_THE REQUEST_
Write out each of the records below word for word, keeping every line as it appears.

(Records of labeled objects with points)

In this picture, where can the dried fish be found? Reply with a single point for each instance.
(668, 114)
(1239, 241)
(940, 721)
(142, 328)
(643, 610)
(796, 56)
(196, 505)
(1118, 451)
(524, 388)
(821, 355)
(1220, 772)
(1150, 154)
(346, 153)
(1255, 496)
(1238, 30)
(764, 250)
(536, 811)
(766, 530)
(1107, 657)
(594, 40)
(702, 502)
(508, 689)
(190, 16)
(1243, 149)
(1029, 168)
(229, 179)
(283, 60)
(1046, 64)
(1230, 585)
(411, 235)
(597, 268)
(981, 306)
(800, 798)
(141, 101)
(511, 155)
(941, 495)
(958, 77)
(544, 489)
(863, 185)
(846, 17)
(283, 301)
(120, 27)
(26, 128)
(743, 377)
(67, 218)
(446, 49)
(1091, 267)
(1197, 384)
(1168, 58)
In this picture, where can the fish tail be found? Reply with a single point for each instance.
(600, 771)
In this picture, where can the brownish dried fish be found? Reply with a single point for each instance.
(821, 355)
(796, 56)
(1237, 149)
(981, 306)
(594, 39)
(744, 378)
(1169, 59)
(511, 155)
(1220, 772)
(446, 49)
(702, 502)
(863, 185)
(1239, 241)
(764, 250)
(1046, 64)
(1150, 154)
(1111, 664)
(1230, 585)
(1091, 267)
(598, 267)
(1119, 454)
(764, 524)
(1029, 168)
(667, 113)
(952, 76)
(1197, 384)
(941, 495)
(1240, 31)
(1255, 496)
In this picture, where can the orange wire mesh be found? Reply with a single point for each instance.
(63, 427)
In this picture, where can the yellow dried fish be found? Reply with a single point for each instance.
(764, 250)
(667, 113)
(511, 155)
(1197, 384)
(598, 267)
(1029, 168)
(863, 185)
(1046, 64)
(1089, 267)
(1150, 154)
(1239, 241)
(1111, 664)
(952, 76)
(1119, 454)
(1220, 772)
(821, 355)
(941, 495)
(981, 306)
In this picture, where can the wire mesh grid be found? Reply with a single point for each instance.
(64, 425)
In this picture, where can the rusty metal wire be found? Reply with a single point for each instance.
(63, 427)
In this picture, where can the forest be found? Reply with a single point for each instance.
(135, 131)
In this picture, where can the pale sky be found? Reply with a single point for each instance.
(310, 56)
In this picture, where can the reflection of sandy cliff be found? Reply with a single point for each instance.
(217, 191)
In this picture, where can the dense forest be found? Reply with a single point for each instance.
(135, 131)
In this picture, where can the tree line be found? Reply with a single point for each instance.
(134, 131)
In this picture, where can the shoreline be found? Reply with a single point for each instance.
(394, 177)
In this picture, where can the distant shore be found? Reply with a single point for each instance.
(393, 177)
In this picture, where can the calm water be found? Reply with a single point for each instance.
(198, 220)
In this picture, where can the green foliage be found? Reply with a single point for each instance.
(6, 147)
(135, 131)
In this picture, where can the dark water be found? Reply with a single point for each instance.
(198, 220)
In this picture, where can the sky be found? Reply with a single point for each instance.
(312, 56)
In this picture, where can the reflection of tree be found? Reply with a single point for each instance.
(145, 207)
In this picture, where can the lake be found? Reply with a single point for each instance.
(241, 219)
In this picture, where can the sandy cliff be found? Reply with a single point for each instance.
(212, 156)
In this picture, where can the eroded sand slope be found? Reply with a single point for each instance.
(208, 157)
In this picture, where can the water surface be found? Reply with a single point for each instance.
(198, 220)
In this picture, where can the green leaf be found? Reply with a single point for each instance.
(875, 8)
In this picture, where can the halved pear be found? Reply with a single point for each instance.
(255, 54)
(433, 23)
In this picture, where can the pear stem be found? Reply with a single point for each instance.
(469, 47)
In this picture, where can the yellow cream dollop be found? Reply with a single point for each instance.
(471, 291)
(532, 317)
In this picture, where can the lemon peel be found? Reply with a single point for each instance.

_WORKED ANSWER_
In this picture, where can the dried fish be found? Reply with a single point for each instance.
(668, 114)
(1239, 241)
(940, 721)
(142, 328)
(643, 610)
(796, 56)
(196, 505)
(1118, 451)
(524, 388)
(821, 355)
(1220, 772)
(1150, 154)
(346, 153)
(1255, 496)
(1238, 30)
(764, 250)
(536, 811)
(766, 530)
(1107, 657)
(594, 40)
(702, 502)
(508, 689)
(190, 16)
(1243, 149)
(1029, 168)
(229, 179)
(283, 60)
(1046, 64)
(1230, 585)
(411, 235)
(597, 268)
(981, 306)
(800, 798)
(141, 101)
(511, 155)
(941, 495)
(958, 77)
(544, 489)
(863, 185)
(846, 17)
(283, 301)
(120, 27)
(26, 128)
(743, 377)
(67, 218)
(446, 49)
(1091, 267)
(1197, 384)
(1168, 58)
In this picture, where can the fish tail be found? Reply with a single point for each instance.
(600, 771)
In this picture, where can the brownish dried fish be found? Reply with a single point for each instance.
(821, 355)
(796, 56)
(1237, 149)
(981, 306)
(594, 39)
(744, 378)
(1169, 59)
(511, 155)
(1220, 772)
(446, 49)
(702, 502)
(863, 185)
(1239, 241)
(764, 250)
(1046, 64)
(1150, 154)
(1111, 664)
(1230, 585)
(1091, 267)
(598, 267)
(1119, 454)
(764, 524)
(1029, 168)
(667, 113)
(952, 76)
(1197, 384)
(941, 495)
(1240, 31)
(1255, 496)
In this picture, where can the orange wire mesh be found? Reply with a single point for each instance.
(63, 427)
In this picture, where can the yellow dried fish be found? Reply with a single point for each instance.
(764, 250)
(667, 113)
(511, 155)
(1197, 384)
(598, 267)
(1029, 168)
(863, 185)
(1046, 64)
(1089, 267)
(1150, 154)
(1239, 241)
(1111, 664)
(952, 76)
(1119, 454)
(1220, 772)
(821, 355)
(941, 495)
(981, 306)
In this picture, where can the wire mesh grid be found? Reply with a single point for each instance.
(64, 425)
In this picture, where can the rusty metal wire be found? Reply with a single point for each instance.
(63, 427)
In this picture, where can the forest be found? Reply with a single point for each instance.
(135, 131)
In this picture, where can the pale sky be found? Reply with a single point for each instance.
(310, 56)
In this picture, where can the reflection of sandy cliff be found? Reply with a single point for each instance.
(217, 191)
In this picture, where can the dense forest be found? Reply with a single point for each instance.
(135, 131)
In this picture, where can the tree line be found? Reply with a single point for each instance.
(134, 131)
In this picture, where can the shoreline be found? Reply with a single point for each instance.
(394, 177)
In this picture, where can the distant shore be found? Reply with a single point for each instance.
(393, 177)
In this picture, where can the calm water be found? Reply with a single point for each instance.
(198, 220)
In this picture, where can the green foliage be found? Reply with a single point for each instance.
(6, 147)
(135, 131)
In this picture, where can the dark water be found? Reply with a single point for each instance.
(198, 220)
In this picture, where can the sky be found? Reply with a single point for each instance.
(312, 56)
In this picture, where can the reflection of tree be found? Reply with a single point for each instance.
(145, 207)
In this picture, where can the lake be found? Reply with a single point for each instance.
(241, 219)
In this picture, where can the sandy cliff be found? Reply with a single point for each instance.
(212, 156)
In this picture, where can the eroded sand slope be found? Reply with a single point for each instance.
(208, 157)
In this picture, where can the water surface be found? Reply with a single point for each instance.
(198, 220)
In this picture, where can the green leaf be found? Reply with a single point for each instance.
(875, 8)
In this picture, where can the halved pear be found? Reply with a single point for each instance.
(255, 54)
(433, 23)
In this picture, where can the pear stem be found? Reply with a single point for each instance.
(469, 47)
In this picture, where can the yellow cream dollop be found? Reply with a single point for each instance.
(471, 291)
(532, 317)
In this picture, where can the lemon peel be found? Reply with a single point for each instance.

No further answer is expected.